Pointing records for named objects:
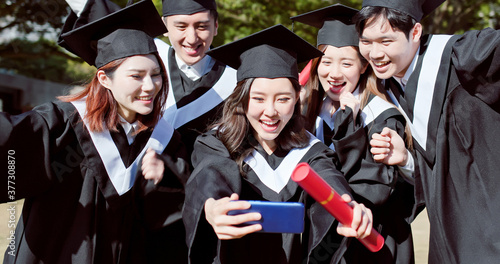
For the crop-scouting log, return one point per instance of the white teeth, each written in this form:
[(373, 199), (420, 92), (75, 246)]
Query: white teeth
[(335, 83), (270, 123)]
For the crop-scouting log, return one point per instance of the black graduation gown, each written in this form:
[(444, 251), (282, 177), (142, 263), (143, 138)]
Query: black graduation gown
[(457, 143), (192, 106), (72, 212), (374, 184), (217, 175)]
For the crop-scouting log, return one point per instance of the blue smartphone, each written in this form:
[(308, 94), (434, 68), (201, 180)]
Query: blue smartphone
[(277, 217)]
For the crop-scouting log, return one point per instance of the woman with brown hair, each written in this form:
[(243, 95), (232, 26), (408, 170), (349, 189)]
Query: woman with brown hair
[(78, 159)]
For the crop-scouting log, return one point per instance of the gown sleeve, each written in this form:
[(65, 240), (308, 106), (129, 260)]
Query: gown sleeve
[(30, 141), (161, 204), (370, 181), (476, 58), (215, 175)]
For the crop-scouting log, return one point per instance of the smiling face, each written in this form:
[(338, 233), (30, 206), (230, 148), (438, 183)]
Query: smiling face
[(134, 85), (270, 107), (389, 52), (191, 35), (339, 70)]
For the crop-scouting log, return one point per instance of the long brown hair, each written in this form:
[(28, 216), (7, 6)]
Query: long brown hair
[(233, 127), (368, 84), (102, 108)]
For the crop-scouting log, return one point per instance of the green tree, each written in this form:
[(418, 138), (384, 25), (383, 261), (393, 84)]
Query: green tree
[(33, 50)]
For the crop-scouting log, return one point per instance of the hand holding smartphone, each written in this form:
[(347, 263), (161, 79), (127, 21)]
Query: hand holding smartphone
[(277, 217)]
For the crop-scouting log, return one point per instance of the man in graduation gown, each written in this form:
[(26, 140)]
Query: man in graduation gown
[(449, 89), (198, 84)]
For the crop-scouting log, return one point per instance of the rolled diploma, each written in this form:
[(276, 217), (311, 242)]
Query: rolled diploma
[(323, 193)]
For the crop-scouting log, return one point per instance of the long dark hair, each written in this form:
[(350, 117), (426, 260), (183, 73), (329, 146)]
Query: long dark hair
[(102, 108), (368, 84), (315, 92), (233, 127)]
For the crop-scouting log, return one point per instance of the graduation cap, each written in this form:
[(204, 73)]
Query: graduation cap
[(187, 7), (417, 9), (117, 34), (335, 24), (271, 53)]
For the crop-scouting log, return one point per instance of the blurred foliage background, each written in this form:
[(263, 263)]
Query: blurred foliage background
[(29, 29)]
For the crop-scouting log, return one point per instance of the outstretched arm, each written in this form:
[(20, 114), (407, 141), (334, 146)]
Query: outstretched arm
[(389, 148), (224, 225)]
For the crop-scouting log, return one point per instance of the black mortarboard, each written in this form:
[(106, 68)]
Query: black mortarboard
[(117, 34), (187, 7), (271, 53), (417, 9), (335, 24)]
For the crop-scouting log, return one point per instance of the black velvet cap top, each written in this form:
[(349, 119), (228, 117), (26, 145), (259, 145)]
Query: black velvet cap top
[(335, 24), (116, 34), (186, 7), (417, 9), (271, 53)]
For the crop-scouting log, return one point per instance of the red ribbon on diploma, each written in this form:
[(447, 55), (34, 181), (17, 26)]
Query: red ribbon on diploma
[(322, 192)]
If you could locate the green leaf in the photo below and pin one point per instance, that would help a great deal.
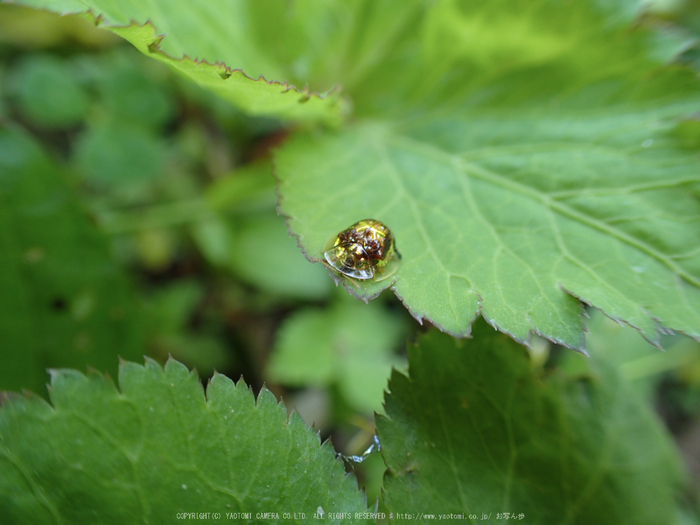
(326, 348)
(524, 155)
(474, 430)
(158, 448)
(63, 301)
(48, 92)
(227, 47)
(120, 153)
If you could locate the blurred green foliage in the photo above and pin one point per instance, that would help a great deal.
(177, 187)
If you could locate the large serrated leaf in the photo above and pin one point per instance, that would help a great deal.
(226, 47)
(158, 448)
(523, 165)
(486, 436)
(64, 302)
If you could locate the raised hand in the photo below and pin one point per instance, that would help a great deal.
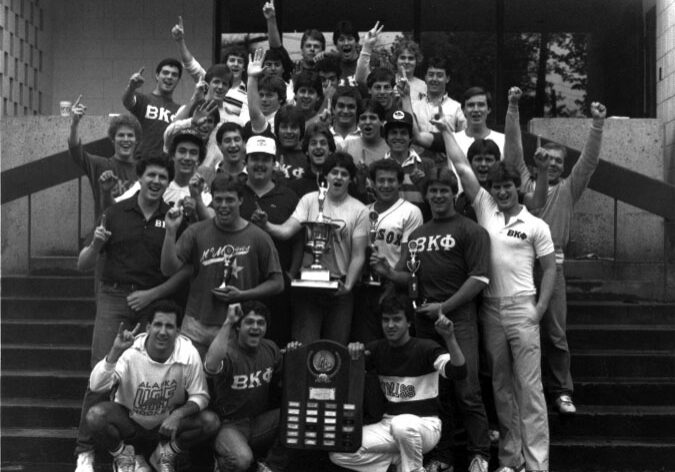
(444, 326)
(136, 80)
(255, 68)
(371, 36)
(514, 95)
(125, 338)
(178, 32)
(268, 10)
(599, 113)
(542, 159)
(78, 109)
(101, 234)
(108, 180)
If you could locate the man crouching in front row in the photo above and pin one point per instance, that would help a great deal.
(408, 369)
(161, 395)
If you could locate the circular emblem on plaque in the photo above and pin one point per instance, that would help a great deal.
(323, 365)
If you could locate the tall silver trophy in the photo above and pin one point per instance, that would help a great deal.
(413, 266)
(371, 279)
(318, 241)
(228, 264)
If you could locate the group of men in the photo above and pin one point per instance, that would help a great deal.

Problem to work on → Reproduce the full listing above line for line, omitting the pictures.

Solution for this exercise →
For the crop-scouting log, return one point per instance of the white teeth, each written in this form:
[(373, 199), (420, 92), (75, 246)]
Query: white teeth
[(335, 83), (270, 123)]
For the crop-scouting log, return one point per instance of the black graduation gown, each written in this form:
[(444, 251), (282, 177), (142, 263), (143, 138)]
Query: black graduation gown
[(457, 143), (192, 106), (72, 212), (374, 184), (217, 175)]
For the crop-scouting log, return one point per instance of the blue smartphone, each written in this form:
[(308, 94), (434, 68), (201, 180)]
Query: blue smartphone
[(277, 217)]
For the crop-scouting log, return one point per instance of the woman with brown hair, each written in this form:
[(243, 95), (232, 26), (408, 170), (349, 189)]
Query: woman with brown hair
[(78, 159)]
For the crop-scouting log, return one point per instance of the gown sleeve, each written in this form:
[(65, 240), (308, 106), (129, 260)]
Query: gown sleeve
[(30, 141), (161, 204), (370, 181), (476, 58), (215, 175)]
For the crop-scouting log, return one point per instance of the smiling face, each written in this form:
[(338, 233), (30, 206), (230, 148), (438, 183)]
Query: smiling face
[(134, 85), (270, 107), (389, 52), (191, 35), (339, 70)]
For the crop-scouting log, return one point per instance of the long brown hair, each written in this form:
[(28, 216), (7, 6)]
Query: long brown hair
[(233, 127), (368, 84), (102, 108)]
For the crop-scouting log, return one point per instance of the green tree, each written in this form:
[(418, 138), (384, 25), (383, 261), (393, 84)]
Query: green tree
[(33, 50)]
For the crop-scouting log, return one point per instance of the hand holding smartphone, each written in this form:
[(347, 263), (161, 79), (127, 21)]
Query: hand holding smartphone
[(277, 217)]
For the crop-scouting log, return one point per instance of the man in graduation gown, each written in this form:
[(26, 140)]
Query: man in graduation gown
[(449, 89), (198, 84)]
For the crop-scouting log, return one point per instance of the rolled diploma, each written in this form:
[(276, 217), (311, 242)]
Query: rolled diploma
[(323, 193)]
For the crop-scouting log, return one point per instance of the long dark hair, each written in this form:
[(350, 117), (426, 260), (183, 73), (329, 146)]
Query: long dark hair
[(102, 108), (368, 84), (315, 92), (233, 127)]
For the crop-scouting log, return one point per instance of the graduation cap, each written in this form:
[(204, 73)]
Query: graduation cap
[(187, 7), (417, 9), (117, 34), (335, 24), (271, 53)]
For the crop-scouting log, return one point per instance of the blurred foliage background, each written in this form:
[(263, 263)]
Query: blurred foliage background
[(29, 29)]
For the crop-scouting log, return one point per instance of the outstretched arm, each written in this form:
[(20, 114), (407, 141), (334, 146)]
Query: outstretched arm
[(389, 148), (224, 225)]
For the crop-scouting log, return one point per instance of the black mortarboard, each written in this form:
[(106, 68)]
Query: black mortarboard
[(117, 34), (187, 7), (271, 53), (417, 9), (335, 24)]
For the crop-scouting log, return one point per instance of the black velvet cap top, each written in this form:
[(349, 119), (228, 117), (26, 145), (259, 145)]
Query: black velvet cap top
[(335, 24), (116, 34), (186, 7), (417, 9), (271, 53)]
For the crop-scouting log, return one point per instance of the red ribbon on diploma, each written in this form:
[(447, 55), (34, 181), (17, 26)]
Query: red ribbon on diploma
[(322, 192)]
If you could locate the green leaf in the photo below and pin one point per instance, that would help a great deal.
(326, 348)
(524, 155)
(474, 430)
(158, 448)
(63, 301)
(48, 92)
(227, 47)
(120, 153)
If you could locate the blurred green foliage in the photo above and pin one point per instance, that would help a great deal.
(177, 187)
If you could locate the large serrated leaf in the photo above and pin one point per instance, that would help a great deal.
(226, 47)
(158, 448)
(523, 165)
(486, 436)
(64, 302)
If you could locate the raised hand in the photo below and pin one point per instance, that would help a great deal.
(444, 326)
(136, 80)
(255, 68)
(371, 36)
(514, 95)
(125, 338)
(178, 32)
(268, 10)
(599, 113)
(542, 159)
(78, 109)
(101, 234)
(108, 180)
If you could locate the man crouching in front row in the photo above and pin one point per instance, that would help a great deal.
(408, 369)
(161, 395)
If you could locate the circular emblem on plaque in the photo above and pin one point per instance, that would help a great deal.
(323, 365)
If you could locate the tall silver trophy in the photo above and pin one point per instance, that would help a great deal.
(413, 266)
(371, 279)
(318, 241)
(228, 264)
If you could locate the group of men in the photo above and pin one point per instance, that would help a great deal.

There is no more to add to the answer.